▸ PAGE EXTRACT:

▼

Watch how your LINQ statements are transformed in to SQL. Small, seemingly innocuous alterations can have drastic effects.

Anything better?

I feel like there may be some magic JOIN solution that may present a third option and give me the best of both world: A single result set with the navigation property set immediately in the result.

Comments

Robin Sue commented 5 years ago

Interesting problem but also a bit confusing and there are a few errors in the code samples: public DateChanged { get; set; } does not specify a type (DateTime), public in ComponentId { get; set; } misspelled int, .OrderBy(cs=>cs.Id) should likely be OrderByDescending if you’re looking for the latest status, results.forEach(x=>x.component.CurrentComponentStatus = x.componentstatus); forEach should be PascalCase and CurrentComponentStatus should be LatestComponentStatus. Also is LatestComponentStatus a navigation property? It is declared virtual which makes this likely, why not just db.Components.Include(x => x.LatestComponentStatus) then? That will generate a straightforward join. If it is not a navigation property or part of the db model, why is it declared on a db class? Last but not least, it took me way longer than i’d like to admit to realize, that cs.DateChanged<DateTime.UtcNow in the second code sample is not generic code where the right hand side is truncated from view (the UtcNow touches the border of the codebox but there's no scrollbar) but a comparison without whitespace inbetween 😀

Author

feech commented 5 years ago

Hi Robin — All great catches and mostly a result of my first attempt at trying to transpose code into WordPress. I’ll clean up your catches! Much appreciated. As far as some of your non-syntactical observations: 1) .OrderBy was a replacement for my internal query which wasn’t Id, so yes, OrderByDescending is most accurate for this generic version. Thanks! 2) LastComponentStatus as a native navigation property using a subselect query is completely doable, and works. However, the generated SQL reverts back to the inefficient join that basically blows things up at scale. I had debated for sample purposes pulling it out and just demonstrating via an external ComponentStatus but ultimately left it as a nav property for clarity. Guess I #failed haha. Thanks again for noticing some of the styling and formatting issues. Next post coming next week, I’ll attempt to raise the bar. feech

I mean, when you use LatestComponentStatus as a navigation property, you can do context.Components.Include(x => x.LatestComponentStatus).ToList(); which results in SELECT [c].[Id], [c].[LatestComponentStatusId], [c0].[Id], [c0].[ComponentId], [c0].[DateChanged], [c0].[Status] FROM [Components] AS [c] LEFT JOIN [ComponentStatus] AS [c0] ON [c].[LatestComponentStatusId] = [c0].[Id] which is as efficient as it gets and populates the LatestComponentStatus automatically, the downside is that everytime you insert, you need to update the LatestComponentStatusId on Component. Thinking about it though, the cs.DateChanged < DateTime.UtcNow part probably means you can have a future status that must not be (yet) selected so this idea just went down the drain 🙂

Hi Robin! The goal is to retrieve the single most recent record ComponentStatus and populate LastComponentStatus with that record, not a list. The point of my post was that even if you try a simple join with a sub-select inside the join to just retrieve 1 record, the translated query is highly inefficient. You actually have to retrieve both records individually and use .Take(). For some reason EFCore changes the entire query structure between .FirstOrDefault() and .Take(1).FirstOrDefault() as I was trying to show. take care, jasen

> The goal is to retrieve the single most recent record ComponentStatus and populate LastComponentStatus with that record, not a list. Yes, the code i’ve suggested does exactly that, it caches a one-to-one navigation as LatestComponentStatusId on Component, which allows for fast and easy retrieval with a trivial join but the downside, that you must keep this cached value up-to-date and that it doesn’t work well if there’s a time dependency. > The point of my post… Yeah i’ve got that, quite weird, i agree 🙂

Comments are closed.

▲

▸ WORK INSTRUCTIONS:
- A) In the LINQ-to-SQL thread, between which two method calls does EFCore change the entire query structure?
- B) Retype a passage of the LINQ-to-SQL thread, beginning at the words "Watch how your" and stopping after the words "in the result.".

▸ PROVIDED INFORMATION:
▼

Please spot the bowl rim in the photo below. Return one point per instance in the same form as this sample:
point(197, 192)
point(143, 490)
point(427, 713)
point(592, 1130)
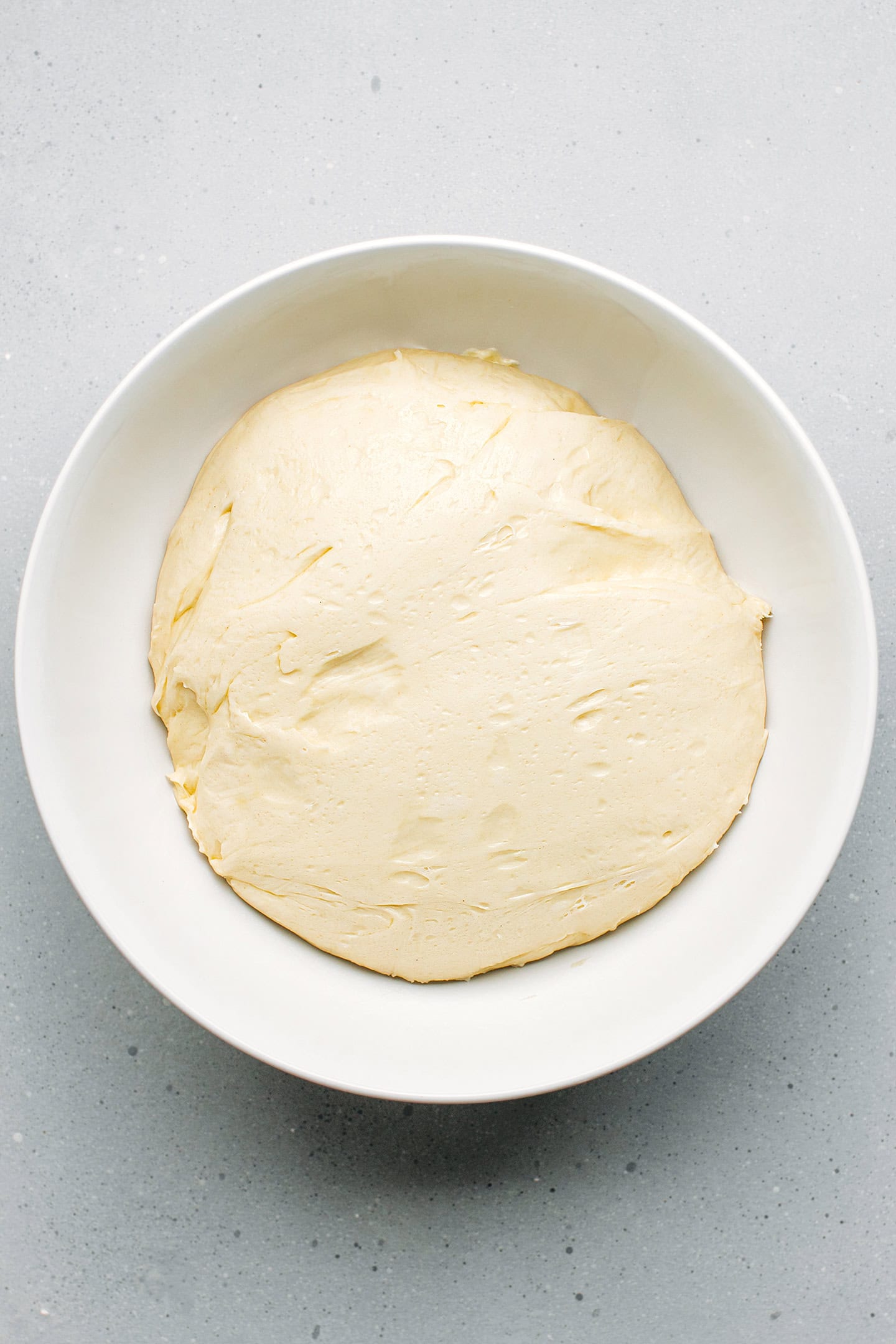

▲

▸ EXPECTED OUTPUTS:
- A) Between .FirstOrDefault() and .Take(1).FirstOrDefault().

- B)
Watch how your LINQ statements are transformed in to SQL. Small, seemingly innocuous alterations can have drastic effects.

Anything better?

I feel like there may be some magic JOIN solution that may present a third option and give me the best of both world: A single result set with the navigation property set immediately in the result.